◆ **Provided text**:
%%
Today is such a special day for me. In it lies such a mixture of emotions that I imagine may always be present.
Today I am not only mindful of the joy that has been brought upon my life through motherhood, but I am also mindful of the grief. I’m mindful of my first born and the greatest loss of my life thus far.
It was just last year that I experienced my first Mother’s Day. Where I was recognized and honored by friends and family. Where I felt a small glimpse into that joy.
However short lived and conflicting my emotions may have been that day…
However worthy yet empty I may have felt…
While being celebrated I also grieved and I was seen in that grief. I was comforted in that grief. And I was honored.
While this is not my first Mother’s Day, it IS the first that I am able to celebrate. It’s the first that I am able to hold my child and love on them and fully embrace the joy of motherhood.
Although I still grieve, the pain is not nearly as strong and the peace exceeds expectations here.
I’m grateful for the ups and downs this journey has taken me on. A road so unexpected. A turn that has truly changed who I am as a person. I’m still learning who this new person is, but grateful to be able to experience her.
I thank God that when I needed comfort and stability and truth and love… He did not withhold it from me… even when I withheld it from Him. He is Truly so unlike us Humans.
I thank God for the people in my life who saw me and who see me. For those who loved on me and respected my space. For those who grieved and continue to grieve with me.
At a time when you can really feel so alone, God made SO certain that I knew that I was not. That I AM not. That I was seen and am forever seen. That as a family unit, this affected us in so many ways. God the Father and Most Holy Sovereign One did what He does. And I will never unsee or un-feel THAT.
There is a space for those of us who have experienced infant loss. It’s a space we can go to within ourselves as we heal. And it’s one that also allows us to see and honor the others of us who have this shared experience.
I feel blessed that I get to mother after loss. I feel blessed that I get to see so many others mother after loss. But I also feel for those who have not yet or will not ever. My heart truly goes out to you.
To all of us, I give the greatest of hugs.
And to every Mother in every form… To You beautiful, complicated, worthy, strong, souls… I honor You and acknowledge You and say…
2018 was a pretty rough year for me. Besides the realities of having to move 3 times, losing my car, and moments of feeling like I’d lost my mind, I was also dealt some pretty heavy blows regarding both of my parents.
The complexities that 2018 yielded left me in a constant state of… confusion and wonder.
I was sad but hopeful.
I was hurt but could literally feel my healing at times.
I was broken but could see each and every piece
that resulted from the breaks.
That was how 2018 was playing out for me.
I was left with SO many questions almost daily.
%%
(Object pointing dataset rows)
%%
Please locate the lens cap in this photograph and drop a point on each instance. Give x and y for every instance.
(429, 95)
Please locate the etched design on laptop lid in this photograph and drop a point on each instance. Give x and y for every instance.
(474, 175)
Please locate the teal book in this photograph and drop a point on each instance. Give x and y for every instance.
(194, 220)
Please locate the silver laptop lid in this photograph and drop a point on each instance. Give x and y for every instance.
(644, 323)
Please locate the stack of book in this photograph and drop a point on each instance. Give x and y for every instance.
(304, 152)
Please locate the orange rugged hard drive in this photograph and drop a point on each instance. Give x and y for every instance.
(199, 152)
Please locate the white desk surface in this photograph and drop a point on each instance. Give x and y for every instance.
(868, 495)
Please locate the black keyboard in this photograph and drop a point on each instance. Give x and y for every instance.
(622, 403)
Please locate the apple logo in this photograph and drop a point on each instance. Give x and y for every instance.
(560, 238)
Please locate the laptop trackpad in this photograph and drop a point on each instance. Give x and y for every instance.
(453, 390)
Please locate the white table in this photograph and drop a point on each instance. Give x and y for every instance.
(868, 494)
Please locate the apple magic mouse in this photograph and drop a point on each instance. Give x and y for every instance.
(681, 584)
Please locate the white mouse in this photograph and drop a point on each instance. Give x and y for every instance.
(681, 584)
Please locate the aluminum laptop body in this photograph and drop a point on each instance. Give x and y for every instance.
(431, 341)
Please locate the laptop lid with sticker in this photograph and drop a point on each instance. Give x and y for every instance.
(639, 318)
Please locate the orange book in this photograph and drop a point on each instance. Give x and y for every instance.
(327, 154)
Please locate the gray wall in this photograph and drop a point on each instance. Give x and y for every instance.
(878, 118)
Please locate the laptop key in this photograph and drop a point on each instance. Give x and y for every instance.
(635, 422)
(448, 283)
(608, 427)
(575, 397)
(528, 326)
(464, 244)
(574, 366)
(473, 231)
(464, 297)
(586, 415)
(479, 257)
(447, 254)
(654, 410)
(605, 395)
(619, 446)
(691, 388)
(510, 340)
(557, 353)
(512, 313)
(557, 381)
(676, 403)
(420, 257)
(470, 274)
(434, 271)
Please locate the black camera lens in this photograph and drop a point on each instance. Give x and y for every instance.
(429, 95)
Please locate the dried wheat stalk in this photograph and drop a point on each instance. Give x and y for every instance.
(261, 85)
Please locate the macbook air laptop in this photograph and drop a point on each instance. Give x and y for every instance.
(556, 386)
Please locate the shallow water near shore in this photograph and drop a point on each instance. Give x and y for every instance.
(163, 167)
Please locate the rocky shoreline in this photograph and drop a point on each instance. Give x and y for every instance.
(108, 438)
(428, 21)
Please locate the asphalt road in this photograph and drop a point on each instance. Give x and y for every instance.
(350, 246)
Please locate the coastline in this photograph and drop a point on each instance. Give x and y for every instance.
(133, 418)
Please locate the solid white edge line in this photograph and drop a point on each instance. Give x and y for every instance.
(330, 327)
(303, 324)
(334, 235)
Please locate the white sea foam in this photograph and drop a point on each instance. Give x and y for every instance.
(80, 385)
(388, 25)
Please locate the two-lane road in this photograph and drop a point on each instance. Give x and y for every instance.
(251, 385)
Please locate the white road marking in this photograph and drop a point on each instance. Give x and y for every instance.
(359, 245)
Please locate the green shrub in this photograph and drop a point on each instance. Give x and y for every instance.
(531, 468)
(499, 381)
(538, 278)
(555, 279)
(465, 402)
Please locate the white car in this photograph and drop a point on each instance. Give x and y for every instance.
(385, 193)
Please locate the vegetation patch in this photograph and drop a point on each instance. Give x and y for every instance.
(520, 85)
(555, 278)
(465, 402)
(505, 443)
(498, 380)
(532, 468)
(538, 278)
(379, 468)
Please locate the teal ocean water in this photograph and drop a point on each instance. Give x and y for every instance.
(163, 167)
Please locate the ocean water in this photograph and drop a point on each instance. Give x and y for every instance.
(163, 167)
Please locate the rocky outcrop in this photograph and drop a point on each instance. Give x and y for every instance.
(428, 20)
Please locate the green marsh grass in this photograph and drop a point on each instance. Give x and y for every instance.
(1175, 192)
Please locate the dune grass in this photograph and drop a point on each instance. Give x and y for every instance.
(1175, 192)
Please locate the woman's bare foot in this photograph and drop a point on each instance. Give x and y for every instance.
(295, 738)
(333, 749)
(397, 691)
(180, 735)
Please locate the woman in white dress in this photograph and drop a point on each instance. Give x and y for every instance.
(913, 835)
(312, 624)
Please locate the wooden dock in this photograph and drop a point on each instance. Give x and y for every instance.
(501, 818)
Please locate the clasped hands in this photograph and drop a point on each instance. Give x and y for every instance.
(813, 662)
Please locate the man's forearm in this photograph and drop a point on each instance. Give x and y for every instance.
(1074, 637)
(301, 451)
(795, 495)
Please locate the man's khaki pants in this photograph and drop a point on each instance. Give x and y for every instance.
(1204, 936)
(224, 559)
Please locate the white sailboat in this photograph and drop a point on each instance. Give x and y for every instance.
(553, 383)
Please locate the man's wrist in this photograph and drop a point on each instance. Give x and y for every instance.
%%
◆ **Instruction**: Revise the Mother's Day text from "And to every" to "confusion and wonder.", replacing "rough" with "hard". The records are separate material with no connection to the Mother's Day text.

◆ **Problem solution**:
And to every Mother in every form… To You beautiful, complicated, worthy, strong, souls… I honor You and acknowledge You and say…
2018 was a pretty hard year for me. Besides the realities of having to move 3 times, losing my car, and moments of feeling like I’d lost my mind, I was also dealt some pretty heavy blows regarding both of my parents.
The complexities that 2018 yielded left me in a constant state of… confusion and wonder.